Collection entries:
☆ ☆ ☆ ☆ ☆ ☆ ☆

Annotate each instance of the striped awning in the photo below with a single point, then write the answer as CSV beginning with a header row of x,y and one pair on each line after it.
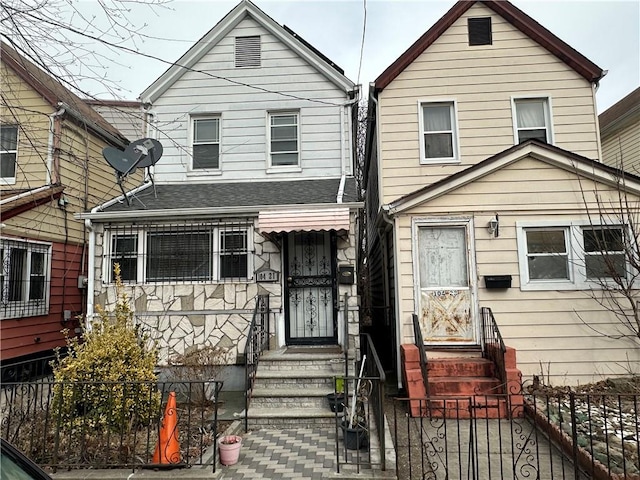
x,y
274,221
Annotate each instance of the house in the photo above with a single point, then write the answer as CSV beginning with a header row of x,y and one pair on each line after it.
x,y
254,195
485,189
52,168
620,133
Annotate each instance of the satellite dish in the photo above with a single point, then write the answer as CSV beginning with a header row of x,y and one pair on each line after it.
x,y
147,151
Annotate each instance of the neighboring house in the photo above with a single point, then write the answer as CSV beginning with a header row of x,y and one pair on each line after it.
x,y
254,195
481,166
620,133
51,167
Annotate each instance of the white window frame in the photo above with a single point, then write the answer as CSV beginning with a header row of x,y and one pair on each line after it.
x,y
192,144
453,111
576,256
142,251
11,180
284,168
548,113
25,308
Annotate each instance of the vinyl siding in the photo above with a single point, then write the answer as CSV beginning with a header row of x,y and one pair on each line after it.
x,y
554,331
243,111
481,80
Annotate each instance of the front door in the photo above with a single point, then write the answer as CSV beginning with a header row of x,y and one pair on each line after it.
x,y
310,293
445,293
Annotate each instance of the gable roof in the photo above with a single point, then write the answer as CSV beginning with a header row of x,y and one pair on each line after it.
x,y
245,9
511,14
550,154
57,95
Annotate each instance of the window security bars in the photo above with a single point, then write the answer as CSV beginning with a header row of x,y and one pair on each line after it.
x,y
24,278
205,252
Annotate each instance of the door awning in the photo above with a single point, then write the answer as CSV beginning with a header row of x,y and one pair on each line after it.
x,y
275,221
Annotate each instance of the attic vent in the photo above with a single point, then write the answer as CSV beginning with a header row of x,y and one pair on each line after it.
x,y
248,51
479,31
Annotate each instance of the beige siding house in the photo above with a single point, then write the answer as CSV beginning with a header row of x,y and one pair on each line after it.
x,y
485,189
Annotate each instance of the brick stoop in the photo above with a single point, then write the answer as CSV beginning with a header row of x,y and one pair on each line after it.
x,y
461,387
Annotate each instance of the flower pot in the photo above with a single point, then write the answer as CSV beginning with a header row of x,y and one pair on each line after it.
x,y
229,448
336,402
355,437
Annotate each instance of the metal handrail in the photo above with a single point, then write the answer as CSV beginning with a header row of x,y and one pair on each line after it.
x,y
493,347
257,342
419,342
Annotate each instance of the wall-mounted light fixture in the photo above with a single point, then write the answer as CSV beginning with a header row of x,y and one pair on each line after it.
x,y
494,226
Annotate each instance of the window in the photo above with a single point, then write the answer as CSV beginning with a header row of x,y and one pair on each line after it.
x,y
569,257
206,143
181,253
438,125
532,119
24,278
8,152
479,31
247,52
283,139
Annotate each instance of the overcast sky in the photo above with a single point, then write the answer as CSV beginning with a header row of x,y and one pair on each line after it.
x,y
606,32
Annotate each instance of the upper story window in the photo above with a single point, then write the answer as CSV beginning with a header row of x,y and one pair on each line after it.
x,y
8,153
439,142
24,278
570,256
284,144
247,53
206,143
532,119
479,31
183,253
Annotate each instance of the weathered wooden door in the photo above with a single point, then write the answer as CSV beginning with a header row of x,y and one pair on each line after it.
x,y
310,296
445,291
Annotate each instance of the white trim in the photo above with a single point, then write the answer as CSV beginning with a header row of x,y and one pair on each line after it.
x,y
453,106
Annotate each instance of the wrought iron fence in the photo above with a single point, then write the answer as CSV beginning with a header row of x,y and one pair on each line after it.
x,y
111,424
568,436
257,342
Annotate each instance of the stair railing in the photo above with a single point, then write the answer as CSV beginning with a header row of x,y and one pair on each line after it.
x,y
257,342
419,342
493,347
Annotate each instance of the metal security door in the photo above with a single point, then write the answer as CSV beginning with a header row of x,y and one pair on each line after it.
x,y
445,289
310,305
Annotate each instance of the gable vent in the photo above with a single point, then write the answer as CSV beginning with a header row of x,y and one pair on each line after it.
x,y
479,31
248,51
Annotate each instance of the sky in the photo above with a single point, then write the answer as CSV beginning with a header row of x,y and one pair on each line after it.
x,y
606,32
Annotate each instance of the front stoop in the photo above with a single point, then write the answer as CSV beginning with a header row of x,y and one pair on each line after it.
x,y
461,387
291,389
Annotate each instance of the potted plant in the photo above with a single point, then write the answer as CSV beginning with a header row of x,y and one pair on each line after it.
x,y
229,449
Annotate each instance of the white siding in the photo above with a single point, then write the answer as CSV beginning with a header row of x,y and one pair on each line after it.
x,y
243,111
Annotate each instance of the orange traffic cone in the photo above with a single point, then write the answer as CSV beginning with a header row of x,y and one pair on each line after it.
x,y
168,447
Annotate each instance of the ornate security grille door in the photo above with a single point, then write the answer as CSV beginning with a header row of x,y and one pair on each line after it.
x,y
310,288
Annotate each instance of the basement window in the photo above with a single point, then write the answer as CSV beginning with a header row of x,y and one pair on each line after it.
x,y
479,31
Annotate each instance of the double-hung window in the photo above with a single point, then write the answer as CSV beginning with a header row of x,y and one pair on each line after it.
x,y
181,253
439,140
206,143
571,256
532,119
24,278
8,153
284,139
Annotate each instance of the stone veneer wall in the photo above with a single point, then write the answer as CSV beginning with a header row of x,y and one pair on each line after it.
x,y
181,315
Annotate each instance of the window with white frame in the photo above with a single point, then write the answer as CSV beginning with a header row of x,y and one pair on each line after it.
x,y
532,119
284,139
206,143
181,253
25,278
439,136
573,256
8,153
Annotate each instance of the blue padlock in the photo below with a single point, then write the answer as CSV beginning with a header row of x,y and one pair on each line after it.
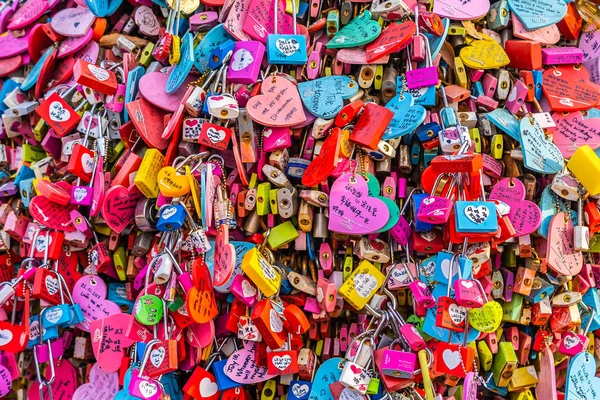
x,y
475,216
285,48
171,217
299,390
419,225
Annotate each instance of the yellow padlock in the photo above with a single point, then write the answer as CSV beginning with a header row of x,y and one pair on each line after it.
x,y
362,284
146,177
261,272
585,166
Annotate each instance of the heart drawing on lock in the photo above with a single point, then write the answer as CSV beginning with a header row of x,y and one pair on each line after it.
x,y
582,384
324,97
393,38
458,10
282,362
352,210
407,116
484,54
524,215
360,31
157,356
451,358
207,387
101,386
58,113
569,90
486,318
536,14
241,59
118,208
573,131
279,104
51,214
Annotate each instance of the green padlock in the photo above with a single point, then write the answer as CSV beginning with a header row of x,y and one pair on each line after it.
x,y
149,308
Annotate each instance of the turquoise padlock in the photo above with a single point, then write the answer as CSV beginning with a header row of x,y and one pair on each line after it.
x,y
475,216
171,217
285,48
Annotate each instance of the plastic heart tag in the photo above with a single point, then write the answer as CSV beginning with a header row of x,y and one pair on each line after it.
x,y
72,22
102,385
360,31
461,10
351,210
560,254
118,208
394,38
525,215
484,54
90,293
407,116
548,35
486,318
538,13
324,97
573,131
241,368
539,154
582,383
279,104
565,91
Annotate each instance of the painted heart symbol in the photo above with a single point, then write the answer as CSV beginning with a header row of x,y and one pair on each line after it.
x,y
215,135
477,215
118,208
569,91
536,14
451,358
324,97
582,384
58,113
573,131
539,154
486,318
352,210
63,386
407,116
459,10
360,31
79,194
242,59
170,184
560,254
90,293
394,38
484,54
51,214
282,362
207,387
525,215
241,367
279,104
101,386
355,369
457,313
72,22
548,35
260,20
157,356
287,46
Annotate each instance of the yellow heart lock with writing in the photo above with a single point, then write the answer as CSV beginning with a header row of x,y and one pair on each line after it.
x,y
484,54
171,184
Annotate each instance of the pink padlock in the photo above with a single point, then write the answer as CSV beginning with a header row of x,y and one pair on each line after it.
x,y
245,62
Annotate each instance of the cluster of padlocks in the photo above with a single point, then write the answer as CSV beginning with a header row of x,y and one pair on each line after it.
x,y
299,199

☆ ☆ ☆ ☆ ☆ ☆ ☆

Every line of the data above should be quoted exactly. Omit the pictures.

Reply
Annotate each instance of the striped awning in the photo below with a single point, then write the answer as CSV beginning with a header row of x,y and one pair on each line after it.
x,y
274,221
Annotate each instance of the house in the photo above with a single point, then write the answer as CSV beginning with a header row of x,y and one pair on each line after it.
x,y
254,195
485,189
52,168
620,133
Annotate each instance of the satellite dish in the photo above with a single point, then write the answer as CSV beginning with a header row of x,y and one pair on each line after it.
x,y
147,151
Annotate each instance of the neighboring house in the photo above with a single point, then write the answer as CSV beginning with a header row of x,y and one pair on each line after it.
x,y
254,195
481,166
620,133
51,167
Annotate each instance of the white window frame in the photo above with a single point, then write the answer as CSV beginning with a header row of x,y and one pair on each line after it.
x,y
192,144
453,111
576,256
142,251
11,180
284,168
548,113
25,308
Annotate each instance of the vinyl siding in the photo above with a single point, then write the answer as CSV beginning with a header row of x,y and one pair on each line after it.
x,y
554,331
243,111
481,80
Annotate each instance of the front door in the photo above with a single point, then write the answer as CSV beginning with a header row of x,y and one pair on each line after it.
x,y
310,293
445,293
Annotate each instance of the gable roof in the photo above with a single point, then write the answer as CSV beginning with a header row of x,y and one pair on each line after it.
x,y
245,9
511,14
550,154
57,95
Annotate each instance of the window security bars in the photo above with a single point, then write the answer as CSV beginning with a header row of x,y and one pair on each line after it.
x,y
24,278
205,252
Annotate each instance of the door awning in the photo above with a single point, then write the answer as CSV beginning with a header row of x,y and one pair on each line after it.
x,y
275,221
Annotate each instance of the attic vent in the photo above with a single point, then write the answer as CSV beginning with a header row of x,y and one pair on each line after it.
x,y
248,51
479,31
Annotate each instance of the beige siding house in the photo above with a single point, then write the answer as CSV beginning with a header row of x,y and one pair on each line after it.
x,y
485,189
Annotate each instance of the brick stoop in the photo above with a single point, then write the answer as CSV beginning with a header row of x,y and one pair on each line after it.
x,y
461,387
Annotate each instance of the flower pot in the photo above with a single point, then write the answer as CSV beginning with a header row of x,y and one pair on each line after it.
x,y
229,448
336,402
355,437
Annotate each instance of the metal handrail in the photo above with a single point, then write the answer as CSV beginning with a header row of x,y and one pair on each line after it.
x,y
493,347
257,342
419,342
Annotate each instance of the wall-mounted light fixture in the photo above with a single point, then write the answer as CSV beginning with a header row of x,y and one pair on each line after it.
x,y
494,226
Annotate each instance of the window in the photo above with a single point, then write the answer as CSV beginning with a header row of x,y and one pair on each line after it.
x,y
569,257
206,143
181,253
438,125
532,119
24,278
8,152
479,31
247,52
283,139
Annotate each instance of the overcast sky in the photo above with a single point, then write the answer as CSV beginning with a header row of x,y and one pair on each line after it.
x,y
606,32
Annotate each instance of the upper story window in the photo above with a single point, then write the answer as CSV beginning with a header row of x,y and one pair on each line after it.
x,y
8,153
439,142
24,278
570,256
284,144
247,53
206,143
532,119
479,31
183,253
Annotate each instance of the weathered wooden door in the photo above with a single point, then write the answer as CSV beginning with a header row of x,y and one pair on each line after it.
x,y
310,296
445,291
Annotate each instance of the white trim in the photo above with a single point, then write the answer as CSV beginning with a header row of x,y and one pair on each line after it.
x,y
453,106
Annotate each instance of the wrought iron fence in the photo above with a single point, then write the answer as CSV beginning with a header row of x,y and one pair on each line after it.
x,y
111,424
568,436
257,342
Annotate each instance of the stair railing in the photo above with a single point, then write the answer as CSV beginning with a header row of x,y and one pair on each line after it.
x,y
257,342
419,342
493,347
Annotate each instance of the metal security door in the photo above with a single point, then write the answer as CSV beginning with a header row of x,y and one pair on each line after it.
x,y
445,289
310,305
Annotate each instance of the gable vent in the photo above with a single point, then write the answer as CSV beginning with a header row of x,y and one pair on each line after it.
x,y
479,31
248,51
Annotate each instance of the sky in the photo above with a single point, then write the answer as CSV beginning with a header row of x,y and one pair on each line after it.
x,y
606,32
Annotate each instance of the front stoop in the photo above with a single point, then write the answer as CSV beginning with a header row of x,y and one pair on each line after it.
x,y
461,387
291,389
Annotate each instance of the potted plant in the photo above with a single point, then write the answer as CSV beginning with a header row of x,y and one pair on each line after it.
x,y
229,449
Annotate each instance of the white siding in the photo above with a single point, then write the answer as CSV beginning with a header row of x,y and one pair on each line after it.
x,y
243,111
Annotate each instance of the orange traffic cone in the photo above with a single point, then write the answer as CSV beginning with a header row of x,y and one pair on each line after it.
x,y
168,447
Annotate each instance of the ornate security grille door in the photo above with a single point, then write the answer as CSV beginning with a header row of x,y and one pair on each line after it.
x,y
310,288
Annotate each instance of the basement window in the photo above with a single point, then write the answer as CSV beginning with a header row of x,y and one pair on each line after it.
x,y
479,31
Annotate each instance of the double-hung window in the photo above with a single point, then write the answer as CSV beginning with a header row of x,y and one pair on each line after it.
x,y
181,253
439,140
206,143
571,256
532,119
24,278
8,153
284,139
Annotate each instance of the stone veneer wall in the photo above with a single point, then write the answer as CSV beginning with a header row of x,y and one pair on each line after it.
x,y
181,315
Annotate each instance of the window with white frame in the photo above with a single point, then write the answer as CSV beginning with a header row of x,y and one pair on each line after it.
x,y
532,119
284,139
206,143
181,253
25,278
439,136
573,256
8,153
Annotate each instance of the blue padlock in the photo below with a single point, then write the answer as CSV beginning with a header row of x,y and one pair on each line after it.
x,y
475,216
285,48
171,217
299,390
419,225
Annotate each instance of the yellow padlock in the photo above with a single point, then write the answer as CSV beginning with a header row of x,y and one pair on each line after it.
x,y
362,284
146,177
261,272
585,166
Annotate each instance of the heart drawing on lock in the photo above with a single point, then write the answer as CSV beginning with a header row of x,y and one pair on each line after it.
x,y
582,384
324,97
393,38
458,10
282,362
352,210
407,116
484,54
524,215
360,31
157,356
451,358
207,387
101,386
58,113
569,90
486,318
536,14
241,59
118,208
573,131
279,104
51,214
Annotate each instance of the green padlock in the photo above with a single point, then write the answer as CSV beginning with a header row of x,y and one pair on each line after it.
x,y
149,308
Annotate each instance of the turquoise padlock in the photo above with a single point, then write the answer as CSV beginning with a header row of x,y and one pair on each line after it.
x,y
475,216
171,217
285,48
Annotate each instance of the plastic heart tag in the photo above with a single point, then write the answer as CSV beginning with a header row of x,y and one pair on each line after it.
x,y
72,22
102,385
360,31
461,10
351,210
560,254
118,208
394,38
525,215
484,54
90,293
407,116
548,35
486,318
538,13
324,97
573,131
241,368
539,154
582,383
279,104
565,91
Annotate each instance of the painted heart symbol in the photo above with a single point, then write the answer as CSV beginning with a header row of x,y and one pair on each line after it.
x,y
215,135
477,215
118,208
569,91
536,14
451,358
324,97
582,384
58,113
573,131
539,154
486,318
352,210
63,386
407,116
459,10
360,31
79,194
242,59
170,184
560,254
90,293
394,38
484,54
51,214
282,362
207,387
525,215
241,367
279,104
101,386
355,369
457,313
72,22
548,35
260,20
157,356
287,46
Annotate each instance of the yellow heart lock with writing in the photo above with a single point, then write the answer as CSV beginning with a header row of x,y and one pair on each line after it.
x,y
484,54
171,184
Annotate each instance of the pink padlock in the photo above with a single point, then write the answer as CSV beginning with a header row of x,y and one pair on each line after it.
x,y
245,62
Annotate each instance of the cluster of padlocks in the photo above with a single point, then write the answer as CSV beginning with a header row of x,y and one pair on each line after it.
x,y
299,199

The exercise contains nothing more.